(GIVEN TEXT)

Those silly dictators!

 
Yet another reason why the government should not fund art.

 
Classic Lileks.

France Is Living Down To Our Expectations.

To woo Americans back, the French government decided to hire a celeb to speak on France's behalf. Did they get Arnold Schwarzenegger? ("Ahl be bach -- for de crepes!") Did they get Paula Abdul? ("I don't care what Simon says, France is incredibly talented.")

No, they got Woody Allen. Most Americans regard Woody as a wrinkly creep who makes movies you no longer regret missing. Even on video. "I don't want to have to freedom-kiss my wife," Allen says in the ads, "when what I really want to do is French-kiss her."

Eewww. You might recall that Allen is 391 years older than his wife, and that his wife was his previous girlfriend's adopted daughter. Why him? Roman Polanski wasn't available?

They also got George Plimpton to appear in an ad, making it official: French understanding of American culture is taken entirely from a 1968 issue of Playboy.


This guy is a riot.

Wednesday, June 18, 2003
 
And wasn't this a "Just Say No To Drugs Ad?"

I always thought huffing butane was a great idea. The idea of asphyxiating my brain cells and then waiting for them to come back online seemed daring, even fun. But then I read this article?"

One can only imagine the dialogue in the hospital room the next day:

"Dude, we were really high on butane last night, but you started wiggin' out! Totally uncool. You got the munchies and started talking about eating your own toes - you know like you always do. And then you go cutting off your toes , and eating them in sandwiches, and we were, like, really grossed out, dude. You feeling OK today?"

"I DID WHAT?"

 
Wasn't this on X-Files?

 
An article rewrite at the Shark Blog:

"The Associated Press filed this report today, under the headline "Israel Pledges to Keep Attacking Hamas"

Israeli Prime Minister Ariel Sharon pledged to keep up attacks on Hamas, and Egyptian mediators failed Monday to persuade the violent Islamic group and other militants to call a cease-fire.

Maybe the "and" should be replaced by "because". Oh, heck. Maybe the headline and lead paragraphs should be re-written as follows:

Hamas Pledges to Destroy Israel

The violent terrorist group Hamas continues to reject all appeals to stop killing civilians, insisting that it will not lay down its weapons until the Jewish state is exterminated. Israeli Prime Minister Ariel Sharon pledged to continue defending his nation from Hamas terror attacks which have killed and maimed hundreds of innocent Israelis and show no signs of abating."

Stefan has it exactly right. Why does Hamas always get to play the victim in news stories?


Tuesday, June 17, 2003
 
Where’s my barf bag? No bother, this copy of The New York Times will do just fine:

A Sudden, Violent End for a Promising Youth.

The “promising youth” was a suicide bomber; his “sudden, violent death” was mass murder. (One could imagine the NYT description of Jeffery Dahmer: An attractive young man, doomed by his odd obsessions.)

(End GIVEN TEXT)

### PROBLEMS TO WORK ON
- 1) In the blog entries, list every person named by full name in the passage headed "France Is Living Down To Our Expectations."
- 2) Extend the blog entries by writing what comes after the final sentence about the New York Times headline.
The lines that follow come from a different source and have no connection to the blog entries.

(DATASET EXCERPTS)

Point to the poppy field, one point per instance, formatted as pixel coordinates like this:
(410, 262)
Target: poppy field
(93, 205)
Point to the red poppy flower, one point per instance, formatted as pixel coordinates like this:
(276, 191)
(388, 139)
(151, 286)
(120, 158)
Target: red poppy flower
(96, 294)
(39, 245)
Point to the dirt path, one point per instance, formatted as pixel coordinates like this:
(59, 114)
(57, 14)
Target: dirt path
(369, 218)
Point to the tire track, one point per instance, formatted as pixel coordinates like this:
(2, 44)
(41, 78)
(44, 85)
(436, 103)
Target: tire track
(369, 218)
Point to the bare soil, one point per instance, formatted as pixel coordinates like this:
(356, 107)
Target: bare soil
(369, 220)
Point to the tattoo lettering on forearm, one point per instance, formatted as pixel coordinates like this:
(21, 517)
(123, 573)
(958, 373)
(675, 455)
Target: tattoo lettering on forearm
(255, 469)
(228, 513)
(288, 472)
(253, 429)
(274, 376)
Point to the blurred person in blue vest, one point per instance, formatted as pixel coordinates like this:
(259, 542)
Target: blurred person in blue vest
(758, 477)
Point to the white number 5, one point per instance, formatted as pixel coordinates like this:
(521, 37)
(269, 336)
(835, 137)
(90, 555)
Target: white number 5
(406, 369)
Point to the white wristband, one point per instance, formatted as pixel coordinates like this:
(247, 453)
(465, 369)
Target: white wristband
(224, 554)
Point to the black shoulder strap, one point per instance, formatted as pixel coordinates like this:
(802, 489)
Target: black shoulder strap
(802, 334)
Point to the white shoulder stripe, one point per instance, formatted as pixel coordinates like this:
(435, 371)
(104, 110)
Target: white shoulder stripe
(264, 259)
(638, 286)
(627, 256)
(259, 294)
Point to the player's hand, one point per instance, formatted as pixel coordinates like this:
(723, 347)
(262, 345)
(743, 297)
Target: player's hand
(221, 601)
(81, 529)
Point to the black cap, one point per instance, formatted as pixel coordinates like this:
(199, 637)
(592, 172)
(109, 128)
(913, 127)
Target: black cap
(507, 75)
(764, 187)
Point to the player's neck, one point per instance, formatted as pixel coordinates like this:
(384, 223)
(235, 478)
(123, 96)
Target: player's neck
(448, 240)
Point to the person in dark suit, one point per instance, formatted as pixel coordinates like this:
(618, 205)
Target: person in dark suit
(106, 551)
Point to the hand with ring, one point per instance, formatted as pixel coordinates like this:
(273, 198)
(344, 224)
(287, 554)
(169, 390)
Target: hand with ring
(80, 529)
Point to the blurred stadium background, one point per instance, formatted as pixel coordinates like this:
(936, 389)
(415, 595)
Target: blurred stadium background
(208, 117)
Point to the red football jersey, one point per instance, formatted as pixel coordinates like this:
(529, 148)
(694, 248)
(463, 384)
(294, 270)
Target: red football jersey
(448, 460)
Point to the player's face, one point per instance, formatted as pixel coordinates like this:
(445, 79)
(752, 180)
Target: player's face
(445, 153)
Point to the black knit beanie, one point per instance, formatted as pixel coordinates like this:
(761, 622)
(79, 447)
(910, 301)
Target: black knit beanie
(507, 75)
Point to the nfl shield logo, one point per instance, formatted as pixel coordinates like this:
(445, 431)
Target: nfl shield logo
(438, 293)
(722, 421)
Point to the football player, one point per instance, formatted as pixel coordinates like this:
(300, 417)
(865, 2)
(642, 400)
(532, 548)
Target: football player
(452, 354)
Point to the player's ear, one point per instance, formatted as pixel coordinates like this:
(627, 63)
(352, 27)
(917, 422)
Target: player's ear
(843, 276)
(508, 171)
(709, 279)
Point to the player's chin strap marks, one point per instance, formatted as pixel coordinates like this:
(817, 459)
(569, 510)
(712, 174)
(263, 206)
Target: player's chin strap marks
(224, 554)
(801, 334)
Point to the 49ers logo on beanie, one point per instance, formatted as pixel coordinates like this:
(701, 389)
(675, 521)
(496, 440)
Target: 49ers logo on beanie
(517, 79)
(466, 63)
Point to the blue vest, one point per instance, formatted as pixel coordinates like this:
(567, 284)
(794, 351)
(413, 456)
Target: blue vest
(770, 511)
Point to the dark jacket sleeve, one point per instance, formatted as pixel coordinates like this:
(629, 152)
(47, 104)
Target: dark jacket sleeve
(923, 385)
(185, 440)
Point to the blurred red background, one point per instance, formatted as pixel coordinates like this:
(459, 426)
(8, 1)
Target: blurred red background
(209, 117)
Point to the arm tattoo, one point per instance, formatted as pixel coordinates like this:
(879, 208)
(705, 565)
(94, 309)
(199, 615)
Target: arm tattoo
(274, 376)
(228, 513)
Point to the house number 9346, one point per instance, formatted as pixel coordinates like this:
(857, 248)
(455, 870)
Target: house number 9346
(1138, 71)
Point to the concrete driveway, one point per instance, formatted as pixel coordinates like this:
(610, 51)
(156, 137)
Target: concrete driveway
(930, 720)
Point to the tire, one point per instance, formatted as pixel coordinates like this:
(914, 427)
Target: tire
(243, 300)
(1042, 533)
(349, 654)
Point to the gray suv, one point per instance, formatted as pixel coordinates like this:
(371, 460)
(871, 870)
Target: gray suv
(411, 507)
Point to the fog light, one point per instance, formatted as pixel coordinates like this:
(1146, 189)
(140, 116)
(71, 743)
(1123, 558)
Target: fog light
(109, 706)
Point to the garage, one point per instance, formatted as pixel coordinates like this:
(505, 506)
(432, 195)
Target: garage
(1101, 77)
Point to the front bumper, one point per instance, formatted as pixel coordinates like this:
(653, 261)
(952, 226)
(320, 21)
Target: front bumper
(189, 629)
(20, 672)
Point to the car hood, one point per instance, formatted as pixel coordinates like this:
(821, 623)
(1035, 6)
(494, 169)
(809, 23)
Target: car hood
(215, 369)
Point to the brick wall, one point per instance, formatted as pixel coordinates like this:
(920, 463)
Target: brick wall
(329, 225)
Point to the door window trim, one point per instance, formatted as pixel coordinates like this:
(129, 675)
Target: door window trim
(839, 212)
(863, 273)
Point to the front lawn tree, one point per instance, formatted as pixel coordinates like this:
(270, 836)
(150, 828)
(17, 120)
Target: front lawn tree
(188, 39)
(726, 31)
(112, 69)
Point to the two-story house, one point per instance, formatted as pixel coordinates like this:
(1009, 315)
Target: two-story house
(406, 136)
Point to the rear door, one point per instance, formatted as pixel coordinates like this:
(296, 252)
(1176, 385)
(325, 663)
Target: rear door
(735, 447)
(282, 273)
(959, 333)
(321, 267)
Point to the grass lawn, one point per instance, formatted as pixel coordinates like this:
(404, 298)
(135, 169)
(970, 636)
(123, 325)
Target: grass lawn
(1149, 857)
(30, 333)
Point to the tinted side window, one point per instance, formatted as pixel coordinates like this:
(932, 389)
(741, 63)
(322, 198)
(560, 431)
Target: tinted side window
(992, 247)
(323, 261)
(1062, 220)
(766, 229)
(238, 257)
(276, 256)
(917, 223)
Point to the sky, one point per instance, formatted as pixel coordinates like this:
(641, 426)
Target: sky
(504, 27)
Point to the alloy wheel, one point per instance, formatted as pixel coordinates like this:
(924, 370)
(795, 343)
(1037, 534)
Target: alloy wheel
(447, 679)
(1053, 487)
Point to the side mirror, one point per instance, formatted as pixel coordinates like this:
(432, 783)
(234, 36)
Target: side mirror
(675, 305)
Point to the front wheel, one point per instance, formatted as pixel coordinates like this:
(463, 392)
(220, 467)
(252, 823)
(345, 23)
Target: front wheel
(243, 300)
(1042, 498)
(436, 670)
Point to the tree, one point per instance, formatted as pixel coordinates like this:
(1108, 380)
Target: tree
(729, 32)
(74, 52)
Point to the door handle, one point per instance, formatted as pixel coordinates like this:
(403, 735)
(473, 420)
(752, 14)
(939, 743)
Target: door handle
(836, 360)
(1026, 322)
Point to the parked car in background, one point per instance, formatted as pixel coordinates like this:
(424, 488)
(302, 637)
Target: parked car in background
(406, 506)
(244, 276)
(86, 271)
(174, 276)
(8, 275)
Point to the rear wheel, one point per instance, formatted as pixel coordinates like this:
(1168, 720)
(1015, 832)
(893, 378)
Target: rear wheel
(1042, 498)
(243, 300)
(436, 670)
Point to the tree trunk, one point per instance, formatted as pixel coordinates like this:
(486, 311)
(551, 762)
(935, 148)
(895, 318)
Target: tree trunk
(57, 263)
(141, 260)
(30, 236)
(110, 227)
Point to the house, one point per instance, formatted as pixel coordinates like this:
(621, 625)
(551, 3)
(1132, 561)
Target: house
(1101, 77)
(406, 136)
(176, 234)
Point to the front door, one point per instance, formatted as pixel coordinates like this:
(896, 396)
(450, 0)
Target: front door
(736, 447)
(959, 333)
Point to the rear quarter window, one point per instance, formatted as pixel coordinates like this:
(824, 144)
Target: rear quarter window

(End DATASET EXCERPTS)

### EXERCISE RESPONSES
- 1) Arnold Schwarzenegger, Paula Abdul, Woody Allen, Roman Polanski, George Plimpton

- 2)
This particular suicide bomber gave his explanation of why he strapped a bomb to his chest and killed 17 people. It is very illustrative of the Palestinians and their “cause:”

"There is no alternative to resistance and no exchange for our full homeland, without divisions or separations. We won't give up our smallest right, whatever the price is, whatever the sacrifice. Our steadfast Palestinian people, you are great, your jihad is great. You are standing like men, providing heroes in the battlefield."

I fear these are words from a people about to be annihilated. Sometimes whole societies chose war, even when it is clearly not in their interest to do so (polls show that 80% of Palestinians do not feel that Israel has a right to exist).

A Confederate Rebel rousing his comrades to fight the yankees, a Bosian Serb urging his friends to kill Muslims, or a Japanese admiral launching the attack on Pearl Harbor could have spoken these words (with substitutions made for “Palestinians” and “jihad”).

The Israelis have long had the power to kill all the Palestinians, but they have restrained themselves. The Palestinians have long had the desire to kill all the Jews, but they lack the power. It is not a "cycle of violence;" It is a series of provocations and responses.

The Palestinians – as stubborn and stupid a people as there ever was - interpret Israeli restraint as a sign of weakness. Feeling Israel must be frightened by Arab ferocity, they shelter the most ferocious Arabs of them all: the vicious terrorists of Hamas and Hezbollah. The Palestinians are seduced by these murderers and their bloody rants.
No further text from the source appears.